**DATA PROVIDED**
__________

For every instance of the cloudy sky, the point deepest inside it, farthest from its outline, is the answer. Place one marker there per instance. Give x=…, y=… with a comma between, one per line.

__________

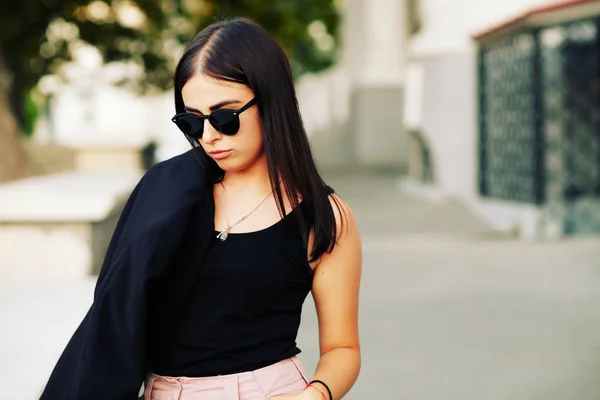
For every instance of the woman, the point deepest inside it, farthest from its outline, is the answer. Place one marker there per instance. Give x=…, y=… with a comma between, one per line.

__________

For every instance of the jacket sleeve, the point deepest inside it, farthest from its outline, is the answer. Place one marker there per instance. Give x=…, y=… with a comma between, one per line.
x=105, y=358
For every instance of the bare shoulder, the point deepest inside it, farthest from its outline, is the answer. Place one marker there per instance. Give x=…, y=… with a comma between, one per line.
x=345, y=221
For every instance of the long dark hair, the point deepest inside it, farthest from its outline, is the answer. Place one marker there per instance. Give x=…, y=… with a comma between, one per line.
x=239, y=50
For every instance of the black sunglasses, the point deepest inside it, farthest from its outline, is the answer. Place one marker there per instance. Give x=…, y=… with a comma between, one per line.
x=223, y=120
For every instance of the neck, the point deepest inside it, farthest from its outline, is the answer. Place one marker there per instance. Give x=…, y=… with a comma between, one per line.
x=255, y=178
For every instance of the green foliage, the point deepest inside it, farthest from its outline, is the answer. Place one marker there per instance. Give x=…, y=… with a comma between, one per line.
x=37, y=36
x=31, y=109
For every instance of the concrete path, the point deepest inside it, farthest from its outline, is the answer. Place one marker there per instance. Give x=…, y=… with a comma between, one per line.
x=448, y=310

__________

**PROBLEM STATEMENT**
Please duplicate the lines of the listing above, from the line containing "For every instance of the long" through the line containing "x=239, y=50", inclusive.

**EXERCISE SOLUTION**
For every instance of the long dark hair, the point deepest inside it, farthest from its outline, is the answer. Place one marker there per instance. Give x=…, y=… with a comma between, one per line.
x=239, y=50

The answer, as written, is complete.